══ Records for this task
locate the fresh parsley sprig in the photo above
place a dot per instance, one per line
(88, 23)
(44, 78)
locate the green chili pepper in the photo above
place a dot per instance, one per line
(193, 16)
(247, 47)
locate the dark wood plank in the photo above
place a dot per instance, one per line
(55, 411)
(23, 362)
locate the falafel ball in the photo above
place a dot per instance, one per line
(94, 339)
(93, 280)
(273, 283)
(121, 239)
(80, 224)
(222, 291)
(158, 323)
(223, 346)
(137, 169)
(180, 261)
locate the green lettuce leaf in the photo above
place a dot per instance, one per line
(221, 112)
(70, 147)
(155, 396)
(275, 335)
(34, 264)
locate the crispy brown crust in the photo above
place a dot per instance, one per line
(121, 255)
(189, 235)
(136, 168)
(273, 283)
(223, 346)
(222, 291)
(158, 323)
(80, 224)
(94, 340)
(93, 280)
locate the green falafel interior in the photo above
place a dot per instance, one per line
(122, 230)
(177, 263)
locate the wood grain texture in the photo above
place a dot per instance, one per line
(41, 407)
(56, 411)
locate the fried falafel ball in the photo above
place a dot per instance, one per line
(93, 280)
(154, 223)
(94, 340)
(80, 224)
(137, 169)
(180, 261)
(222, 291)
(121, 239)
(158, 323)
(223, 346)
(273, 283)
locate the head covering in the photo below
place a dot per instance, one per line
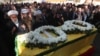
════
◆ The problem: Pick every line of the data that includes the string "photo".

◆ Task solution:
locate the fresh parsley sprig in the photo above
locate the green chili pepper in the photo above
locate the dark wood plank in the photo above
locate the falafel ball in the photo above
locate the green lettuce leaf in the photo above
locate the crispy brown crust in the photo above
locate the green falafel interior in the photo above
locate the wood grain texture in the photo above
locate the fried falafel ball in the photo above
locate the head covering in the photo below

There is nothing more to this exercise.